▶ _WHAT IS EXPECTED_
Pick up the forum thread on Russian lenses for Leica rangefinders after its last sentence and keep writing it.

▶ _SOURCE PASSAGE_
━━━━━━━━━━━━━━━━━━━━━━━━━━━━━━

I've never been very fond of the "Russians are incompetent" line of logic for this question, by the way. It obscures the possibility of looking for intent and reason with a pat insult, and the result gets the search for a solid answer nowhere.

-- Michael Darnton (mdarnton@hotmail.com), June 07, 2002.

Blaming problems on QC, carlessness or incompetence seems to be a fairly common tactic among Leicaphiles. I tend to think that the difference is by design, since it is the rare exceptional Soviet lens that works like a gem on a Leica body. It kind of blows the theory about QC being a problem, since in that case bad QC could be leading to a more usable lens!

A 50/3.5 has huge depth of focus and much wider depth of field than a 50/1.5. A 50/3.5, by its optical properties, can mask problems in rangefinder alignment, back focus, and even some manufacturing tolerances. And it's not a challenging lens to build.



-- Dante (dante@dantestella.com), June 07, 2002.


What is interesting to me is that my ancient 50mm F3.5 @f3.5 Industar- 50 is sharper than my 1000+ dollar new Summicron LTM 50mm F2 @f2...

Both lenses are sharper that my 2700dpi scanner; thus unless I really need the F2 aperture; I am better off using my Industar-50 on my M3; and leave the expensive F2 on the shelf....My M3's rangefinder was recently adjusted at close and far distances; using my Noctilux ..It took 5 iterations to get the cam arm length spot on.........Later the lens test photos were shot....If the Industar tracks focus at all distances; I fail to see why there are opinions that the Russian lenses are built to different "nominal" standards.......The increased DOF @f3.5 is not going to be enough to mask a missfocus error when focused at 2 meters or 1 meter..

The shot with the Summicron @f4 and the Industar-50 @f4 are similar.....I showed the results to some unbiased people at work that do not know cameras...they picked the Industar 5 to 7 over the Summicron.......The Summicron was beat by a 25 dollar Industar- 50...............Maybe I got a lucky lens.....

The LSM lenses I own have been measured for the lens cam position versus lens rear flange distances..This is at the infinity focus position; and 3 meters.....I have measured Canon,Nikon,Bessa,Leica,Steinheil, & Russian lenses.......The dimensions vary abit on each; but the Russian lenses are centered around the non Russian LTM dimensions; with more scatter.........The one with the largest offset from the group is the Canon 50mm F1.2 LTM...Old worn out Russian lenses tend to be short a mil or two; the soft aluminum wears; or is dented (watchout for this!)......

Since the mechanical dimensions of the Russian lenses cam surface dimensions average out to be in the middle of the other lenses; I must conclude as an Optical Mechanical Engineer that the Russian lenses cam is built to the same nominal specs as the other LTM lenses.....

━━━━━━━━━━━━━━━━━━━━━━━━━━━━━━

▶ _DATASET EXCERPTS_
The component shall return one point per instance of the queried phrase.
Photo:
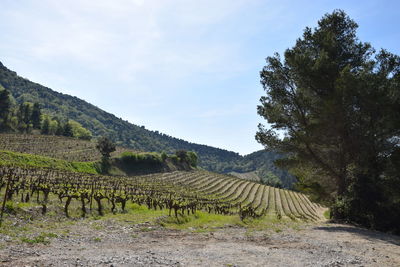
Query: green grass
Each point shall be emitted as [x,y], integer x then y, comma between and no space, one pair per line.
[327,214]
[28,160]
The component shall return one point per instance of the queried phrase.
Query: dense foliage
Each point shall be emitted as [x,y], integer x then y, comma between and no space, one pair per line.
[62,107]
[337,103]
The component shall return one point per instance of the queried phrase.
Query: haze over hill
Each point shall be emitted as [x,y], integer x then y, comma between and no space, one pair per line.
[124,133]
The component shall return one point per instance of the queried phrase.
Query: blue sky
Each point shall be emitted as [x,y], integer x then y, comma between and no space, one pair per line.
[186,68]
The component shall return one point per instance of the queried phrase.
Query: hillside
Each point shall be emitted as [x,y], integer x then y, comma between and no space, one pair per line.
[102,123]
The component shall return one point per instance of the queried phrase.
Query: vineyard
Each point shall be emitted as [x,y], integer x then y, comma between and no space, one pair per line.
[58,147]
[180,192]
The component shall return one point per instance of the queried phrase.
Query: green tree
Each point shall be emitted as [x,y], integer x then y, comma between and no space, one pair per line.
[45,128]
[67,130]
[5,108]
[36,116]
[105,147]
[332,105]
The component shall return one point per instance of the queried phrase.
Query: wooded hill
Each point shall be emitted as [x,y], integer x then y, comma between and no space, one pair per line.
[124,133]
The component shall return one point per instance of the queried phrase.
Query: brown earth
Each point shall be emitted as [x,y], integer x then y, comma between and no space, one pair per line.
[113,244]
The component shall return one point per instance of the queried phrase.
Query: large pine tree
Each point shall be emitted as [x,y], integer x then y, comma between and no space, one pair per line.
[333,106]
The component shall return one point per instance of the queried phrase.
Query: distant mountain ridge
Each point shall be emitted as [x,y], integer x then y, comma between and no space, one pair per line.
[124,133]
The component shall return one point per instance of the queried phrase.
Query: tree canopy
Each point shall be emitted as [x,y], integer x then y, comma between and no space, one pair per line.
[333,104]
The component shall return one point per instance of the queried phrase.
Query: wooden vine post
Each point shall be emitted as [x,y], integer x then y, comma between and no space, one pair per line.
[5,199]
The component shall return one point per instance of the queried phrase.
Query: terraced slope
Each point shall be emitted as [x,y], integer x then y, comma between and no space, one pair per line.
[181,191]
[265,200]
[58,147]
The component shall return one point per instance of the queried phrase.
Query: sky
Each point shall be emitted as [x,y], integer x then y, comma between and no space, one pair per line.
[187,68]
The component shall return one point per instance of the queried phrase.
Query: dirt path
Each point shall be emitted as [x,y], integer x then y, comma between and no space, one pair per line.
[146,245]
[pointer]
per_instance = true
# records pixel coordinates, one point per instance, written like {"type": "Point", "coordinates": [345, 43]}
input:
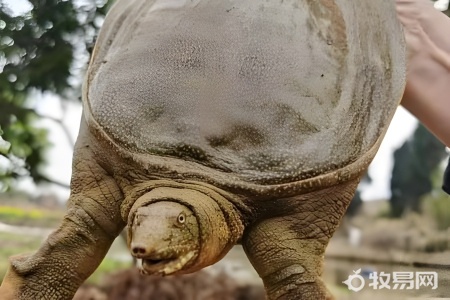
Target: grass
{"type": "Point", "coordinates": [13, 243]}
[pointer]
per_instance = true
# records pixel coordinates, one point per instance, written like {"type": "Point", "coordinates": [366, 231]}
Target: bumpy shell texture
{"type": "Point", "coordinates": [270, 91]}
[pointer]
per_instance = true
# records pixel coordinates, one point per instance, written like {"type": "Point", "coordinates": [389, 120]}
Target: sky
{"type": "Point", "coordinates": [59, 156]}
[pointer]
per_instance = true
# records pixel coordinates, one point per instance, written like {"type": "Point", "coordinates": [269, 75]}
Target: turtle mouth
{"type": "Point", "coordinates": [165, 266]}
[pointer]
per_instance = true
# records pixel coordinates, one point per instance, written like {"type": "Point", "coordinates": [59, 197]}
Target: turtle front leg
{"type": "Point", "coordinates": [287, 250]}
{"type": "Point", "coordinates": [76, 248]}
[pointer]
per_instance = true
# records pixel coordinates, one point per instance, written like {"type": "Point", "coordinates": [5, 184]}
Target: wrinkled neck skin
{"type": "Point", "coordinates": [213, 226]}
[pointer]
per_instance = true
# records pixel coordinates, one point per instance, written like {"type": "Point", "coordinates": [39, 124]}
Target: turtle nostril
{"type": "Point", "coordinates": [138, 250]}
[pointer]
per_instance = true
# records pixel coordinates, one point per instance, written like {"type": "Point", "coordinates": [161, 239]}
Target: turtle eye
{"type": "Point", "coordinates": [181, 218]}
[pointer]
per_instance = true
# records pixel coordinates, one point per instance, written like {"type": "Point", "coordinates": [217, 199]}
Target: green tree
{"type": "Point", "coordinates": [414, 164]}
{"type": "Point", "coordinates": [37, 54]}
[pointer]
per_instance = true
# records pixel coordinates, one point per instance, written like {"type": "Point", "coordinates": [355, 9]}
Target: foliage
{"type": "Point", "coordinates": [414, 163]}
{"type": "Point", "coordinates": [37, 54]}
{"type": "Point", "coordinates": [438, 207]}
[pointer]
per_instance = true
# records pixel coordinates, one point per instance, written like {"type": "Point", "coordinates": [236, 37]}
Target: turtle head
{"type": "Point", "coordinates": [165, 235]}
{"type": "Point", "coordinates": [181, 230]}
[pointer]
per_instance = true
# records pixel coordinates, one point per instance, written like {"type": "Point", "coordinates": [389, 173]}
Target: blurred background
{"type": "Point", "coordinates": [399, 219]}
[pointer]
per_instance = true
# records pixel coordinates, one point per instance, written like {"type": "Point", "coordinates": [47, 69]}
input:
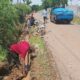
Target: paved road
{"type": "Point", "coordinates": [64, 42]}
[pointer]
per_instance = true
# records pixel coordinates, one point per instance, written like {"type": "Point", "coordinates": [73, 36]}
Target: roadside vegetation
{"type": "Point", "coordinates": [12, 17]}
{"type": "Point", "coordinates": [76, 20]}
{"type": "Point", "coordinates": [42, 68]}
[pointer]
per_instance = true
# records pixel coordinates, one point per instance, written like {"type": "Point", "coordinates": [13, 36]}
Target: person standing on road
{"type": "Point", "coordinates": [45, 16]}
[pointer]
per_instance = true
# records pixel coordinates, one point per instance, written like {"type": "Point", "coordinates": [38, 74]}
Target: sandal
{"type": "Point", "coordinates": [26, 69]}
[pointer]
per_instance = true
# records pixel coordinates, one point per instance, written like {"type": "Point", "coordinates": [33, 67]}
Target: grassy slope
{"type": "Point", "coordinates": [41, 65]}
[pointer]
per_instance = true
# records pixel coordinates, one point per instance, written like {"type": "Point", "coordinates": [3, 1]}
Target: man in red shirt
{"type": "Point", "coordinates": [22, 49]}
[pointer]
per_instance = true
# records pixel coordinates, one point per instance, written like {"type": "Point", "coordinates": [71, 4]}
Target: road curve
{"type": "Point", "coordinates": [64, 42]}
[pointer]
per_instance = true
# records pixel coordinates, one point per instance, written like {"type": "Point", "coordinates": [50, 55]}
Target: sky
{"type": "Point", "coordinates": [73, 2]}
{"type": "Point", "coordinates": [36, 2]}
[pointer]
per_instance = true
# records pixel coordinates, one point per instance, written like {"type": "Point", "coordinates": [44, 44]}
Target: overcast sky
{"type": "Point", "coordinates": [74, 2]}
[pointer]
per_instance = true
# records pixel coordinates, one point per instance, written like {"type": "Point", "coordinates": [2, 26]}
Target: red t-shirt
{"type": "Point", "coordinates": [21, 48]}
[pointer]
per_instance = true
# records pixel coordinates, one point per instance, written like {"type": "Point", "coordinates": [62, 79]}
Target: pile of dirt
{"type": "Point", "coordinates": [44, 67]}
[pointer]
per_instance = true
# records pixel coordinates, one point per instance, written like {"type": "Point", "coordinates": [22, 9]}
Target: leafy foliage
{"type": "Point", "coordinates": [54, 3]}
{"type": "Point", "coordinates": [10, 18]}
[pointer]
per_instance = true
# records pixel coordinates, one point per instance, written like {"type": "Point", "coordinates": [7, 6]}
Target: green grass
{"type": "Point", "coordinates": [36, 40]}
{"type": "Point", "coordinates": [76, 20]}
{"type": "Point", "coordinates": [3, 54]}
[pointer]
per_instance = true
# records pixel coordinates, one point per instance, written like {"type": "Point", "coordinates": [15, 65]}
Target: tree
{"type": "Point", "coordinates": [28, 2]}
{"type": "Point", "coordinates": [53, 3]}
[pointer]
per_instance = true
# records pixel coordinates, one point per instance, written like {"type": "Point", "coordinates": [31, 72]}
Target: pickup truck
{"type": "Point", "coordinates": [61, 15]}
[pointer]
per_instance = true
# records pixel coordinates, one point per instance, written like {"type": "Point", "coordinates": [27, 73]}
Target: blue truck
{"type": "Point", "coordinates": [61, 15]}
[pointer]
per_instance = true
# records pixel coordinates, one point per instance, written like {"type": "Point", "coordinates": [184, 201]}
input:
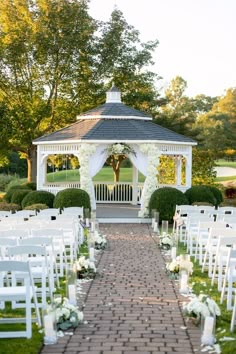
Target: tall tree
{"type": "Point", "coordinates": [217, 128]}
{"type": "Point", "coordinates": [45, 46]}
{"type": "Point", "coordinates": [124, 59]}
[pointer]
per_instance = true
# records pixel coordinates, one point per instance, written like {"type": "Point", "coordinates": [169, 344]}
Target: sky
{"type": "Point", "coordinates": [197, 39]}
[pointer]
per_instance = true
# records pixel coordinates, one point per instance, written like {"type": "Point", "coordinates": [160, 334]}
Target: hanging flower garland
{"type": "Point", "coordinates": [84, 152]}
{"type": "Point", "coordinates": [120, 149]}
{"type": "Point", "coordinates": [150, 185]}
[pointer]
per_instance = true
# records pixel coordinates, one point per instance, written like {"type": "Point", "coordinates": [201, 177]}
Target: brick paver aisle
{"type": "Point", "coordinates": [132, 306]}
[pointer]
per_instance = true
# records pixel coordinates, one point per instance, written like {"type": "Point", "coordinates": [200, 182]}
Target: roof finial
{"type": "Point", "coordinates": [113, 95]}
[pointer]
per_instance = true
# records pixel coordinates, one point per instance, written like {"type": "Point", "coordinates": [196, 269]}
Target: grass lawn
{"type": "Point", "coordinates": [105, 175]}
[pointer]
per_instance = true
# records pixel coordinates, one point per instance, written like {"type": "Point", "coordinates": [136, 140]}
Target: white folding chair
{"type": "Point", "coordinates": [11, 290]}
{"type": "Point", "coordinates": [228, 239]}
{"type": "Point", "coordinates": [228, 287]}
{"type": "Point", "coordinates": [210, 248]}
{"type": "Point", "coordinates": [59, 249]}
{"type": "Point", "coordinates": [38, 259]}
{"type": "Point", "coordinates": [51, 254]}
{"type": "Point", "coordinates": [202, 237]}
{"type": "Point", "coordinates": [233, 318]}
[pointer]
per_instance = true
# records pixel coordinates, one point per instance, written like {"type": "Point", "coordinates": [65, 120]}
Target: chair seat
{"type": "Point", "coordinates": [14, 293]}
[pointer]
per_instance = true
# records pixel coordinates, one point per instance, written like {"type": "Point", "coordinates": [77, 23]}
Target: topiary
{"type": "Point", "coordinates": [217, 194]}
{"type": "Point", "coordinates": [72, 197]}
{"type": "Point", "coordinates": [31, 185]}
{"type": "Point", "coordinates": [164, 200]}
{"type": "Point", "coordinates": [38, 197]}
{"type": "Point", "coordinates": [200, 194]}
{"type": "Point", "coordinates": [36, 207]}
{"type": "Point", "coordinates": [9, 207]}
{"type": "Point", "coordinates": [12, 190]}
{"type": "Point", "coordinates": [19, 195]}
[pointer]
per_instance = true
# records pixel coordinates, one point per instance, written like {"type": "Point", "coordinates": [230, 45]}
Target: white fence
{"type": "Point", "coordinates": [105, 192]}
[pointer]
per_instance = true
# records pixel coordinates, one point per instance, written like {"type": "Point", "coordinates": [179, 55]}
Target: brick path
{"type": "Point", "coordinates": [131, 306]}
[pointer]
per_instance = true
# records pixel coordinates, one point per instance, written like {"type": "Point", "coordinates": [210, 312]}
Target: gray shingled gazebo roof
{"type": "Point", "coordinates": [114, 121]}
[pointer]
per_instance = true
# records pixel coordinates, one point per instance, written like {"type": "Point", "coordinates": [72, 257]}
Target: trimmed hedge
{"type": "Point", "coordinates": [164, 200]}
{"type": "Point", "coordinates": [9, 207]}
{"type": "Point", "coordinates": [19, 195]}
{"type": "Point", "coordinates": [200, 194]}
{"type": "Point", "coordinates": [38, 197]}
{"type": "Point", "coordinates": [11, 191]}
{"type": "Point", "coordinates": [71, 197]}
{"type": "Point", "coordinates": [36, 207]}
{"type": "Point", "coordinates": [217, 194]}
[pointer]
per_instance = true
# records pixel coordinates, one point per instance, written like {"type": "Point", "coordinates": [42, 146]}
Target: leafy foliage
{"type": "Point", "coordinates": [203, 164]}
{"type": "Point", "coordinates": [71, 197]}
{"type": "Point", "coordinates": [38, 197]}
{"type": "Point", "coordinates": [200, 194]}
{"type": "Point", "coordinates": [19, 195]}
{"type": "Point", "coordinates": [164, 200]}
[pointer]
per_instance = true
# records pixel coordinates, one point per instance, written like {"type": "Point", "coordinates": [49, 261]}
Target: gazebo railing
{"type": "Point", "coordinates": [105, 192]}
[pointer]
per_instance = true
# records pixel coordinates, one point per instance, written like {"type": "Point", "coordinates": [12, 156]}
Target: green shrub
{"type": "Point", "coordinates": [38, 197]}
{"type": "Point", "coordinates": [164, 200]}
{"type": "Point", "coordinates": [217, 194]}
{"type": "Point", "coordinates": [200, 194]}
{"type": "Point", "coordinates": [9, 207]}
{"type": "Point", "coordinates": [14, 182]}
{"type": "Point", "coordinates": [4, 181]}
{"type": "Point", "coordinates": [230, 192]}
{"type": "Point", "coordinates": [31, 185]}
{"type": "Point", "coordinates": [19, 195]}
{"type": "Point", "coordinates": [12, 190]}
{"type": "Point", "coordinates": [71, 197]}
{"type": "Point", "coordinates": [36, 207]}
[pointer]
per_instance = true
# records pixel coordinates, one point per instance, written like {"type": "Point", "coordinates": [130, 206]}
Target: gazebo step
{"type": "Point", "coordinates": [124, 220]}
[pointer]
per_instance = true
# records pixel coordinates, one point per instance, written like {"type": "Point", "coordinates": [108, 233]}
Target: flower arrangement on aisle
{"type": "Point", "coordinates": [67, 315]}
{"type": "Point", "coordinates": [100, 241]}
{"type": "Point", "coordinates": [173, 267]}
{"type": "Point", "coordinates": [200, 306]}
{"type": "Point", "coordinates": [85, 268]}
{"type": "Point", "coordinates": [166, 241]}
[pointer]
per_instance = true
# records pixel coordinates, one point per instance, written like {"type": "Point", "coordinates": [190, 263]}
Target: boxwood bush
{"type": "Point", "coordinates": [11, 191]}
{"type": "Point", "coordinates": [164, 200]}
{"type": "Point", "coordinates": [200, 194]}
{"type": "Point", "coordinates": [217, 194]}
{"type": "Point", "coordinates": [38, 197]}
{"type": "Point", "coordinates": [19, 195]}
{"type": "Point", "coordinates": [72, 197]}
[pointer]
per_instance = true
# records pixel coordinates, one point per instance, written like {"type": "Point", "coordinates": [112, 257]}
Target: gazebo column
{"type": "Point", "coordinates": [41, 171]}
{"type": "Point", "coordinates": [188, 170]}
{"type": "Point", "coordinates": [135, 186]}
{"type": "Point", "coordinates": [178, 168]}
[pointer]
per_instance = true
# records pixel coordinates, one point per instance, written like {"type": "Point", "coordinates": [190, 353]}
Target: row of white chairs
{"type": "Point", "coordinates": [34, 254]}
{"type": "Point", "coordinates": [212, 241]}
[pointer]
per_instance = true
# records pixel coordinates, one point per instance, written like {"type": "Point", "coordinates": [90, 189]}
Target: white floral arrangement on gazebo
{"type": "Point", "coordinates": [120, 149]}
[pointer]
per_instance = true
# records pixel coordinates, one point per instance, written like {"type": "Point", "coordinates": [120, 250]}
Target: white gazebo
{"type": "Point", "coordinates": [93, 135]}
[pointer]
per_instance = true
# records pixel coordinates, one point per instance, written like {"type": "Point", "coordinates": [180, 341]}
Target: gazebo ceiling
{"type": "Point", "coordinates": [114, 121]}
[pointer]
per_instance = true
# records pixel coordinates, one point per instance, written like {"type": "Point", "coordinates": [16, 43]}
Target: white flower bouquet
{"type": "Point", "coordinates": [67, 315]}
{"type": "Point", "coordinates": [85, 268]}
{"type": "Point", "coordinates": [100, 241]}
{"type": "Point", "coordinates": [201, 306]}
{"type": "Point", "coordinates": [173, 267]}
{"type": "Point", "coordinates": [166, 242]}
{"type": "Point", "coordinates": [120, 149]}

━━━━━━━━━━━━━━━━━━━━━━━━━━━━━━

▶ _RESULT OF THE TASK_
The Russian lenses that alot of people use are off because they were not shimmed correctly in assembly or after relubing...There is a shim that sets the lens block in the lens helical mount........One Jupiter -9 85mm f2 I bought was off a mighty 0.6mm; the duffus probably mixed up the shims with another serial number lens during relubing .........Typically relubed Russian lens are reassembled wrong; then they are sold on Ebay...the best Russian lenses I own are the ones that have never been disassembled...These work correctly on my Leica M3 at close and far distances...The ones that have been relubed tend to have focus problems..Their lens blocks are set in the lens mount at the wrong position.......This is not a Leica versus Russian body problem; but a BAD LENS; do to poor assembly at the factory to start; or BAD relubing/rebuild........

MANY of the Ebay sellers get boxes of the dead Russian Jupiters that are too stiff to use......They used a bogus grease that went bad too quickly....They pay some old retired guys in the Ukraine to relube the lenses.....Some of them like the Jupiter-9 are like rubic cube to reassemble; I have taken apart three of them......They can be a nightmare to reassemble correctly.................Thus the Russian lens quality varies alot due to poor QC in the shiming area of the lens block....

As a practical matter; I would prefer to use my Industar-50 on my M3; and my Noctilux if I really need extra firepower...The Industar-50 meets or beats my new 50mm F2 Summicron from F3.5 to smaller apertures......Too many Leica nuts have their egos such they cannot use a non leica lens on their camera....If my Russian lens will beat the leica; I am going to use it alot....

When you find a russian lens that works well on your camera; maybe you might use it too if it beats the Summicron.....it weights alot less and looks plain; one gets better shots; people think it is just a toy....Kelly

-- Kelly Flanigan (zorki3c@netscape.net), June 07, 2002.

but dante -- even assuming youar rite, only the normal uses the built in helical. all of the other lenses have their own focus helical. if these are rite at infinity, they certainly wouldn't care which body they are on. since nikon made separate nikon and contax versions of many of its lenses, thus acknowledging a difference accross the board (i.e. not just with the 50 that used the built-in helical), there must be a nother difference. and that difference has to be helical pitch.

-- roger michel (michel@tcn.org), June 07, 2002.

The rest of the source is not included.